Yup, it’s evil twin time and there are almost 2800 words as Taramis fails to figure out Salome’s painfully obvious plan – Bad sister is going to imprison good sister and pretend to be the Queen, kicking off a reign of witch-ful evil. Despite Howard’s efforts to make this opening hit the mark, it’s so slow and trope-laden that the whole thing feels inert right off the starting blocks.
Chapter two moves ahead as a courageous warrior named Valerius (you know, like “valorous”) tells a young woman about the Queen suddenly betraying her people, letting enemy forces in the front gate, and Conan, the Captain of the Guard, boldly stating that she is not who she appears to be:
“He shouted to the guardsmen to stand as they were until they received an order from him—and such is his dominance of his men, that they obeyed in spite of the queen. He strode up to the palace steps and glared at Taramis—and then he roared: ‘This is not the queen! This isn’t Taramis! It’s some devil in masquerade!'”
Which might have been interesting if we didn’t already know that Conan is 100% correct. The problem with this section is that it’s a character telling us exciting stuff that’s already happened instead of experiencing any excitement in the moment. A character relaying past events is a valid storytelling choice, but after that rough opening it once again struggles to generate story momentum.

**Brief 1:**
Copy out the Conan story review in full, word for word.
The entries that follow are unrelated to the Conan story review.

**Records to process:**
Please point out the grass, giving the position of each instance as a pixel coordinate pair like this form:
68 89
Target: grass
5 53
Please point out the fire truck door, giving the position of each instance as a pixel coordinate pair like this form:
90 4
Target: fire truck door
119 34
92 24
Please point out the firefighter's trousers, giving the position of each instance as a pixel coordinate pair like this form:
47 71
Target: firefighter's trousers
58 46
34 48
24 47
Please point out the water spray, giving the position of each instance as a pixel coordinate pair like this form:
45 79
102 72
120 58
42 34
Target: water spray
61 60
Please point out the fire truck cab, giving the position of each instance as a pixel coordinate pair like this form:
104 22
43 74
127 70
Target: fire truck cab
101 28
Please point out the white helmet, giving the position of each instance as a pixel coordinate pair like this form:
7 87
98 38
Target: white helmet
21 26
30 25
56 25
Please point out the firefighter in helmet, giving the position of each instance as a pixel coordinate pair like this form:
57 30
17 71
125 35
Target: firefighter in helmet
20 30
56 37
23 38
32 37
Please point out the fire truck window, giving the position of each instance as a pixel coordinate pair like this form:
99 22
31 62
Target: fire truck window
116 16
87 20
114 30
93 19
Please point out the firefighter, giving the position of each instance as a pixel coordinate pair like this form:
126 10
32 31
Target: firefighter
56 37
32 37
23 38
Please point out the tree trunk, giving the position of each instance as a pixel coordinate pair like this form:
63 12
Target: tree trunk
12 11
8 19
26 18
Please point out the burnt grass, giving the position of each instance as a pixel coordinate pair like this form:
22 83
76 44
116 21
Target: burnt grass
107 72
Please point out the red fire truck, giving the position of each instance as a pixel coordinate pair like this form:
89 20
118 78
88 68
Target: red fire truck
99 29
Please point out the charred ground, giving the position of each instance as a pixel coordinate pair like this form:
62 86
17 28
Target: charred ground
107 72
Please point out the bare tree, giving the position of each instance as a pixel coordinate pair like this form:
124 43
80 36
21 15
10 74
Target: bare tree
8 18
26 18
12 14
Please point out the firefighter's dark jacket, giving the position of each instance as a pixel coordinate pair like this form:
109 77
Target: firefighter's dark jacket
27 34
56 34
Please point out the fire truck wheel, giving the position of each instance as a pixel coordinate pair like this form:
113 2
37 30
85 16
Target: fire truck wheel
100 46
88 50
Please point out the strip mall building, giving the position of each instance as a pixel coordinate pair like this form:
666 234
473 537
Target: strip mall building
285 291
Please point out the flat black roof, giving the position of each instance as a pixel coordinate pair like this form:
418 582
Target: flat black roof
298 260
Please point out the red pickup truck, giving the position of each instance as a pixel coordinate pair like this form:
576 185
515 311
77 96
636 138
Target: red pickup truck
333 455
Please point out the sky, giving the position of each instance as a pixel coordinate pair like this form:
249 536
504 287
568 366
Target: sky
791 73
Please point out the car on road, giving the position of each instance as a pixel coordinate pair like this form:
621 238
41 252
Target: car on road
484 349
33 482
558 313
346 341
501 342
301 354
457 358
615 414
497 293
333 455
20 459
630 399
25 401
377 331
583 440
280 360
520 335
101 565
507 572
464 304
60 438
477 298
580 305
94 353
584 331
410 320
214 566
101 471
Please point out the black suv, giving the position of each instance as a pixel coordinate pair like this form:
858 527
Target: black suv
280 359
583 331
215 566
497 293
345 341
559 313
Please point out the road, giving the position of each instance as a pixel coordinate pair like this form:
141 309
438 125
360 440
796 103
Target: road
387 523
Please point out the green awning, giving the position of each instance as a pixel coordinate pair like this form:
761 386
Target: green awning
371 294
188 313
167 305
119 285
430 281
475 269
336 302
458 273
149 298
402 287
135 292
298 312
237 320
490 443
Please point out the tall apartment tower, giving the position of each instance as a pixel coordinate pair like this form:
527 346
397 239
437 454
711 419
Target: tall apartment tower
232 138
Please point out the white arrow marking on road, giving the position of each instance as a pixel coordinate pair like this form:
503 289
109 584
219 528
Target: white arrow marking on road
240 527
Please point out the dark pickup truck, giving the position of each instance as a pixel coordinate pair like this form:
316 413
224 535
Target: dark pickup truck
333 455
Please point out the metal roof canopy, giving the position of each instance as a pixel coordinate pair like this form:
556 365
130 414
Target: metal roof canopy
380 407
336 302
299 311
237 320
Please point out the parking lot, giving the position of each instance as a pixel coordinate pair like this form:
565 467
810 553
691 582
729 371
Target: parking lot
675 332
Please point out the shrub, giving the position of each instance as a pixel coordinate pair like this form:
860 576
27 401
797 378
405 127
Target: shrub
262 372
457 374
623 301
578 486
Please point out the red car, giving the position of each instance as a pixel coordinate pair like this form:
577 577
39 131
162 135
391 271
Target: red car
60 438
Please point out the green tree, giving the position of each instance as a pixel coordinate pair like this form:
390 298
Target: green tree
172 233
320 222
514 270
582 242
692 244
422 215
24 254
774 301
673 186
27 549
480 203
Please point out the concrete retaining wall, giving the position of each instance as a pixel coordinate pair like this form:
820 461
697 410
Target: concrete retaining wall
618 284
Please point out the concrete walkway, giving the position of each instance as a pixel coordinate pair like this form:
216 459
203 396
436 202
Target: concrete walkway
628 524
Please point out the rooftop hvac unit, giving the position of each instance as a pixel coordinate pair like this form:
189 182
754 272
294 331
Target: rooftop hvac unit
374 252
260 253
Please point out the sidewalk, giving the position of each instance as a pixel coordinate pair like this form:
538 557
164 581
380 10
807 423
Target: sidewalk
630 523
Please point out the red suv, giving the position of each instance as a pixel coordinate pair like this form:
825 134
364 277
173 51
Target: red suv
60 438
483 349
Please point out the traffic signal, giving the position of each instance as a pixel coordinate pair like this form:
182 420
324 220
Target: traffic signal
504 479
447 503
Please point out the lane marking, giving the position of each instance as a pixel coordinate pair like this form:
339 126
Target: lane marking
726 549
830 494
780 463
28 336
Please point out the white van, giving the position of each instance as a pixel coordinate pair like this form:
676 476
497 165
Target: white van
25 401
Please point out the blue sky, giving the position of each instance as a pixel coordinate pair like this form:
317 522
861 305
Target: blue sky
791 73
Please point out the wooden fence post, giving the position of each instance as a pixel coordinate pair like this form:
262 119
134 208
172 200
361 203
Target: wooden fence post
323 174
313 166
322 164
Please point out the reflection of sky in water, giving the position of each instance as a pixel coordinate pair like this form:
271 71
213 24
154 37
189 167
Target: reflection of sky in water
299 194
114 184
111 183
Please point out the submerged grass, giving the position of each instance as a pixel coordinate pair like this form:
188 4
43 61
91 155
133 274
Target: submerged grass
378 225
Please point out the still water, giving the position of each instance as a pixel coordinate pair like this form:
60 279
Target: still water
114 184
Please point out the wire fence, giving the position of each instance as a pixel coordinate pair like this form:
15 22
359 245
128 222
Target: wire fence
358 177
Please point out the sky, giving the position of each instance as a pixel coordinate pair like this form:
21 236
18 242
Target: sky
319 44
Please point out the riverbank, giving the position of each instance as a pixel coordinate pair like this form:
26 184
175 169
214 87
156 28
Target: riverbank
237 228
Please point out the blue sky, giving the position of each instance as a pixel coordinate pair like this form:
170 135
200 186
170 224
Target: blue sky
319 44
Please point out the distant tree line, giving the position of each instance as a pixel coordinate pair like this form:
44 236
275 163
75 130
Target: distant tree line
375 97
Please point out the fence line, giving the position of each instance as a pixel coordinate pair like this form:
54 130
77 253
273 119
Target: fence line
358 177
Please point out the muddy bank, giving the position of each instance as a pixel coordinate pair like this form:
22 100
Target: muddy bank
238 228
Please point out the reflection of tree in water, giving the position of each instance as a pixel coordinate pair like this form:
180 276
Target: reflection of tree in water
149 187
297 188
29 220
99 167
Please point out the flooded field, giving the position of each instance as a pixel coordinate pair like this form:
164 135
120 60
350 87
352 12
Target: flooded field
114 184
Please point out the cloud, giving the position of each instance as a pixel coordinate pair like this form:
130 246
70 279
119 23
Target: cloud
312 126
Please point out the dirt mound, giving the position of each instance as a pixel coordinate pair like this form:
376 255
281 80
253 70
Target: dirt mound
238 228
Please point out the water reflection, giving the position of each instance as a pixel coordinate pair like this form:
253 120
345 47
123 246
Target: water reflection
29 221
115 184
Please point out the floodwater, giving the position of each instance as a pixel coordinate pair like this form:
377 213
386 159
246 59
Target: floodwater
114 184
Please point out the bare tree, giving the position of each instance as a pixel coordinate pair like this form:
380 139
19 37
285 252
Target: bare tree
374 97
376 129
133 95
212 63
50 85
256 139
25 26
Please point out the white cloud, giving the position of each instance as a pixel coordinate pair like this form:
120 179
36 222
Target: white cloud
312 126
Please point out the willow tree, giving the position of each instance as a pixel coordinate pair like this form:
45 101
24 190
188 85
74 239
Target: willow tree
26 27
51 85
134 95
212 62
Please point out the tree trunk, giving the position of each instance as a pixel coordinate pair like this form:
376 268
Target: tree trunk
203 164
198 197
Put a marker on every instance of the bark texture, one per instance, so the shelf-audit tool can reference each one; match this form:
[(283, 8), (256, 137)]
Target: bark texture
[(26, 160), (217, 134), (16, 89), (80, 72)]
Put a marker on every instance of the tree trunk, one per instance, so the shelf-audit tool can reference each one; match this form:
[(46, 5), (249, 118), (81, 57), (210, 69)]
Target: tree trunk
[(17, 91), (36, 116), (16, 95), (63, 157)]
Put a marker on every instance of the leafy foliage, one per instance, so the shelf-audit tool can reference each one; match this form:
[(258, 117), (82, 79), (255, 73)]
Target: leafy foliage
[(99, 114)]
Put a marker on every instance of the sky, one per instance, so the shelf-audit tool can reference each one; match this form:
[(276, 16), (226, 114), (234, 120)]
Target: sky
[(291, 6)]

**Brief 2:**
List every line of the entries that contains the word "tall", matching case exactly.

**Final result 1:**
Yup, it’s evil twin time and there are almost 2800 words as Taramis fails to figure out Salome’s painfully obvious plan – Bad sister is going to imprison good sister and pretend to be the Queen, kicking off a reign of witch-ful evil. Despite Howard’s efforts to make this opening hit the mark, it’s so slow and trope-laden that the whole thing feels inert right off the starting blocks.
Chapter two moves ahead as a courageous warrior named Valerius (you know, like “valorous”) tells a young woman about the Queen suddenly betraying her people, letting enemy forces in the front gate, and Conan, the Captain of the Guard, boldly stating that she is not who she appears to be:
“He shouted to the guardsmen to stand as they were until they received an order from him—and such is his dominance of his men, that they obeyed in spite of the queen. He strode up to the palace steps and glared at Taramis—and then he roared: ‘This is not the queen! This isn’t Taramis! It’s some devil in masquerade!'”
Which might have been interesting if we didn’t already know that Conan is 100% correct. The problem with this section is that it’s a character telling us exciting stuff that’s already happened instead of experiencing any excitement in the moment. A character relaying past events is a valid storytelling choice, but after that rough opening it once again struggles to generate story momentum.

**Final result 2:**
Please point out the tall apartment tower, giving the position of each instance as a pixel coordinate pair like this form:
Target: tall apartment tower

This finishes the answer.